(MATERIAL FOR THE TASK)
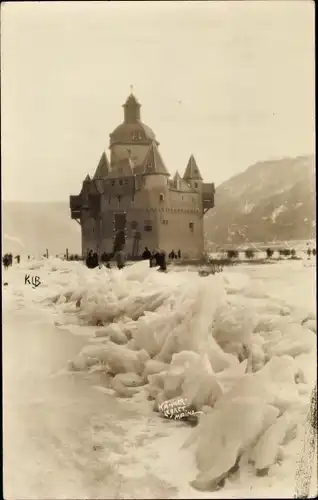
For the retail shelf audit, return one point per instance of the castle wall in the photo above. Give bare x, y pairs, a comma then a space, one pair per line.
181, 224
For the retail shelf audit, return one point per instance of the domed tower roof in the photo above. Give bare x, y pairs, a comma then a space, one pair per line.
132, 130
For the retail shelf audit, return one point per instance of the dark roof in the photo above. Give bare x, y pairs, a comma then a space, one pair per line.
131, 100
192, 170
126, 131
153, 163
103, 167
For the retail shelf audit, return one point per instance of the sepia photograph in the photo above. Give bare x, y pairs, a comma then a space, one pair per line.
159, 317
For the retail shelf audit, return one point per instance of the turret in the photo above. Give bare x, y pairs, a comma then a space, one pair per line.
103, 168
131, 110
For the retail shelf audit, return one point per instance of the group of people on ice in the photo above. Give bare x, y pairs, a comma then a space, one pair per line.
7, 260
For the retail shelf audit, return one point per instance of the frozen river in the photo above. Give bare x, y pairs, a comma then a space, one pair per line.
65, 436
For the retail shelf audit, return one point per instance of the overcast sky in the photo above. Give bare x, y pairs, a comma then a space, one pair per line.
232, 83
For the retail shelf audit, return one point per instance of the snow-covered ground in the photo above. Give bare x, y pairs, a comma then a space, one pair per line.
79, 397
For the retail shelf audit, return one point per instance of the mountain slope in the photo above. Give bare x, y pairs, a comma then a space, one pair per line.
30, 228
272, 200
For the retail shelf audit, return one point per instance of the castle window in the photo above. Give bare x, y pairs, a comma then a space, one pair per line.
148, 226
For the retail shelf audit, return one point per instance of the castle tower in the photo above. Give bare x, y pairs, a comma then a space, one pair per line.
130, 141
192, 174
131, 110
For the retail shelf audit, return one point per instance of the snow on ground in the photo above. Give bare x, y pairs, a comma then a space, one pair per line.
89, 355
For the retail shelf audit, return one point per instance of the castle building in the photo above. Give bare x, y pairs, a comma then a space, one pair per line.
131, 199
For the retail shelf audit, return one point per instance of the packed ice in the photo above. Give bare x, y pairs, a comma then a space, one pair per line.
243, 356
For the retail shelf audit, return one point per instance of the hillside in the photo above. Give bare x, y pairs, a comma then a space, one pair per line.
30, 228
270, 201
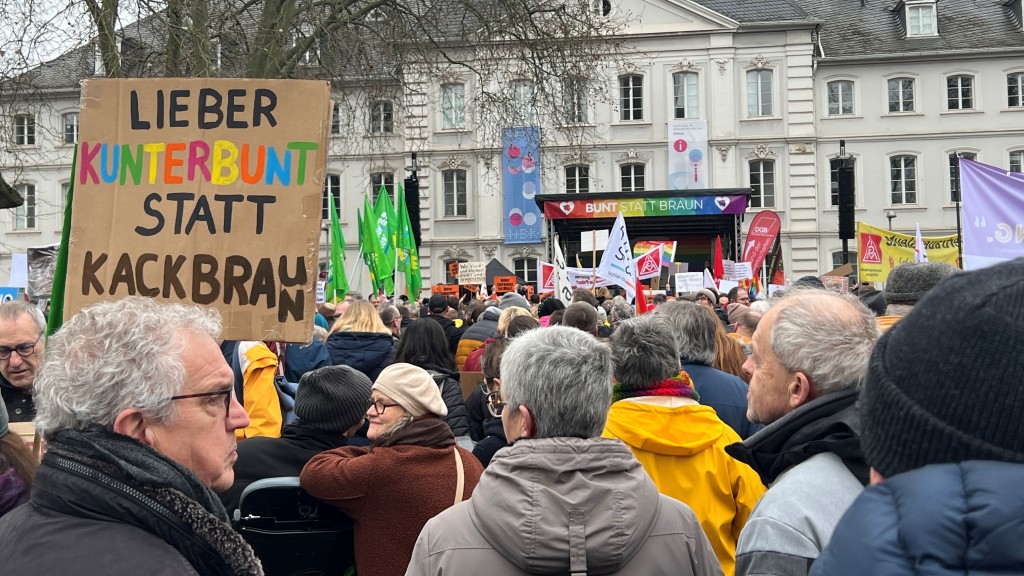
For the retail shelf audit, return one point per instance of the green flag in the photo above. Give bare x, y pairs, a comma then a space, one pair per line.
409, 259
337, 282
55, 319
384, 232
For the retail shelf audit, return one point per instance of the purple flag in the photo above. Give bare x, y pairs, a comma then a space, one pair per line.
993, 214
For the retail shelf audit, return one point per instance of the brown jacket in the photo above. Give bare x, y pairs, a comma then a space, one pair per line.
390, 491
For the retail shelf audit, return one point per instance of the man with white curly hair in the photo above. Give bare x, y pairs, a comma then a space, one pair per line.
135, 401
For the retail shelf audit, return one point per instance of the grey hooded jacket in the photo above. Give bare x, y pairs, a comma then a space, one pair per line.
564, 505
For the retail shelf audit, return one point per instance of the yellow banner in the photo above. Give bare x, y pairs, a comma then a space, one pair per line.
881, 250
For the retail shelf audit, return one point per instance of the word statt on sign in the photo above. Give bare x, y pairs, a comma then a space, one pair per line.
202, 191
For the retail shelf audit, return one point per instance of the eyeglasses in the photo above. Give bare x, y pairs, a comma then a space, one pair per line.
378, 405
495, 404
225, 393
25, 351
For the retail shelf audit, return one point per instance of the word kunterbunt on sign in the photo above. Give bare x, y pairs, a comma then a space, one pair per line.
633, 207
202, 191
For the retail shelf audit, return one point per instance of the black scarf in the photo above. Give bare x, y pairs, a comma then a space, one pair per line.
212, 546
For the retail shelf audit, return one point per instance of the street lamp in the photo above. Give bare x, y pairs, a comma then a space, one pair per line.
890, 214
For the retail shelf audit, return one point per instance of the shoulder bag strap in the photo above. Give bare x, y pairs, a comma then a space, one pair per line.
460, 486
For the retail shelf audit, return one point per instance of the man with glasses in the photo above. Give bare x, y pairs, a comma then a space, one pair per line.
22, 343
561, 499
134, 400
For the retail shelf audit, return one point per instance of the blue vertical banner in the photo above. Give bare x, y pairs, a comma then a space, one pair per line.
521, 181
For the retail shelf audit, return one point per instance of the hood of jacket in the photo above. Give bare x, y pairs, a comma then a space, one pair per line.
828, 423
527, 495
655, 428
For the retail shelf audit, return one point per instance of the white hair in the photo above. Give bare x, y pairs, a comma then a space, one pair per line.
825, 335
563, 376
114, 356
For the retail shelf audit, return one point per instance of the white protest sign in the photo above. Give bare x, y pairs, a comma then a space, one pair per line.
688, 282
593, 240
472, 274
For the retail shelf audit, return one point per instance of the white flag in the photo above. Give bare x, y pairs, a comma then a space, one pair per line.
920, 252
616, 262
562, 287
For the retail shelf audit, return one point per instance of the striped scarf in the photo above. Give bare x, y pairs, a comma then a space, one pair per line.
680, 385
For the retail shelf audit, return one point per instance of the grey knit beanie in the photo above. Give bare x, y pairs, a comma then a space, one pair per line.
908, 282
944, 384
332, 399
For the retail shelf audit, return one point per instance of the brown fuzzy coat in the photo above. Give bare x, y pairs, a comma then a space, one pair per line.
391, 491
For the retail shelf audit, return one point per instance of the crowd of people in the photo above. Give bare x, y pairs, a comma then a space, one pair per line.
878, 432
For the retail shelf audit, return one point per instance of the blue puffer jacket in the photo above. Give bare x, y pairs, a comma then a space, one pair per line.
367, 352
965, 519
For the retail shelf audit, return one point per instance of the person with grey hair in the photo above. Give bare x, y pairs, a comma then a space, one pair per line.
810, 352
680, 443
694, 327
906, 284
581, 316
561, 499
135, 401
22, 345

(WORK TASK) Print each line above exactly as it appears, excluding all images.

(SOLUTION FOR THIS EXERCISE)
For the retail shelf audit, return one point per instance of the castle wall in the photo above. Give bare x, y pairs, a comma then a space, one pair per line.
181, 224
For the retail shelf audit, return one point per instance of the domed tower roof in the photo above. Give bare x, y pairs, a comma then a space, one pair per line.
132, 130
For the retail shelf audit, return one point per instance of the dark roof in the photo above. Give bare x, y pairs, a comma then a space, one pair per line.
131, 100
192, 170
126, 131
153, 163
103, 167
For the retail shelf audit, return one point per instance of the sepia photograph in the photo above. Give bare x, y pairs, a comma then a space, one pair per line.
159, 317
For the retail shelf audit, return one point per instance of the turret in the photo above. Give bare x, y pairs, a comma then a space, one pair per line.
103, 168
131, 110
For the retail shelf audit, return one point per instance of the group of people on ice in the photo above. Give bare x, y pairs, a comma then a space, one pair per line.
7, 260
For the retail shelf audit, return one point per instance of the frozen river in the photo above. Give bare x, y pairs, a comma then a space, one pair per line.
65, 436
For the retail shelf audit, return one point per instance of the overcast sky in the photo above. Give bare x, y pairs, a comma then a space, one pair per line.
232, 83
For the retail shelf audit, return one point per instance of the snow-covered ground in the photo above. Give bare x, y pairs, a comma then a space, one pair per line.
79, 397
For the retail shelf audit, return one point per instance of the mountain slope in the photo above. Give bare x, y pairs, a comma then a space, one pair per line.
30, 228
272, 200
For the retail shelf audit, return one point per instance of the castle window in the photo above. Give bare x, y pairs, a comma then a space, one pair per line.
148, 226
For the retail shelf audit, return one point per instance of the castle tower in the photo above. Give bare x, y pairs, a comma then a space, one pair per line.
130, 141
192, 174
131, 110
For the retail shelf audit, return one point per instance of the snow on ground in the photo above. Give bare x, y pairs, a comma then a space, one pair per line.
89, 355
For the retail shelf audit, return one point per instance of the castle building in the photo above. Give bare x, y pairs, a comma then a space, one pair per line.
131, 199
For the retail shelf audit, return one point per instance of the packed ice in the photo above. Give bare x, y pairs, a comma then a space, one pair per line.
243, 356
For the retail shelf audit, return one point per instance of the hillside in the photo above. Give bare x, y pairs, a comma then a space, one pair per line.
30, 228
270, 201
For the retail shelf audit, return one point per instance of the green flag in the photo above. Give bare x, y pairs, a comma then a space, one pair per line.
409, 259
337, 282
55, 319
384, 232
For the retail shelf audit, return one point per instance of the purple flag in the photo above. Give bare x, y pairs, a comma then a space, one pair per line.
993, 214
For the retail shelf audit, return one point per instance of the brown jacket in the photo above. Give bare x, y pairs, a comma then a space, one pair per line.
390, 491
For the retail shelf audit, return one point per instance of the man with white curly hair in the photo above. Give bare x, y pairs, a comma then a space, one pair per line.
135, 401
For the retail shelf audit, return one point per instance of the grey hooded jacket in the photo above. Give bare x, y pairs, a comma then a space, one pair per line.
564, 505
For the retail shelf audit, return one point per instance of the yellow banner in the photo above. Give bare x, y pairs, a comma then a space, one pair per line.
881, 250
For the retail shelf audit, return one point per instance of the word statt on sign in the photo above. Give bare x, y pairs, a comma then a space, one pair per line.
202, 191
For the retail shelf audit, return one point per instance of the eyeglasses in the photo above. Give bare x, y pairs, a comma then a space, one pair per line.
378, 405
495, 404
225, 393
25, 351
For the retail shelf audit, return one point per instance of the word kunterbunt on sign in the photo above. Give bare x, y pairs, a comma then a space, one pair per line.
633, 207
202, 191
For the retail shelf audit, return one point per instance of the black scarf in the photo above. Give bare x, y pairs, a comma then a space, one pair per line.
212, 546
For the retail shelf audit, return one point per instance of the street lamp in the photo above. Give bare x, y pairs, a comma then a space, one pair per line.
890, 214
For the retail shelf audit, return one point per instance of the shoulder bag strap in the photo above. Give bare x, y pairs, a comma then a space, one pair per line.
460, 486
For the retail shelf audit, return one point per instance of the man with glasses in the photo above. Give bare x, y pairs, a comma then a space, one pair per line.
22, 343
561, 499
134, 400
For the retail shelf audit, return one point per instance of the blue vertical banner in the photo above. Give bare x, y pairs, a comma then a space, one pair per line.
521, 181
For the retail shelf audit, return one point per instance of the hood of jacket in the photo above. Give bare x, y pairs, a comma then a space, one pair per line.
828, 423
527, 495
655, 428
For the retail shelf audit, return one point per instance of the white hair in the photo above. Give bare x, y pairs, a comma then a space, one pair per line.
825, 335
563, 376
114, 356
For the retail shelf audit, return one point per instance of the white protest sign in the photo above. Give bare x, y pairs, a comma then a space, one pair per line.
688, 282
593, 240
472, 274
For the retail shelf audit, return one point per instance of the white flag in the photo above. Give bare x, y pairs, a comma then a space, one pair per line.
920, 252
616, 262
562, 287
For the retail shelf audit, return one point per instance of the striped scarf in the photo above. Give bare x, y pairs, a comma then a space, one pair per line.
680, 385
For the retail shelf audit, return one point per instance of the grey knit beanie in the photo above. Give bare x, y pairs, a comma then a space, one pair per line.
908, 282
944, 384
332, 399
For the retail shelf audit, return one point per instance of the brown fuzzy coat in the photo above. Give bare x, y pairs, a comma then a space, one pair per line.
391, 491
For the retail shelf audit, return one point per instance of the crowd of people in the photo above. Give bare x, y pairs, a comma then a space, one pair per line.
878, 432
For the retail shelf audit, return one point per instance of the blue puffer jacket in the photo above. Give bare x, y pairs, a comma then a space, one pair per line.
367, 352
965, 519
For the retail shelf audit, return one point per instance of the person with grey hair in the photo above. Give bare x, y pairs, a comma then a space, one pair per line.
810, 352
680, 443
694, 327
906, 284
581, 316
561, 499
135, 401
22, 345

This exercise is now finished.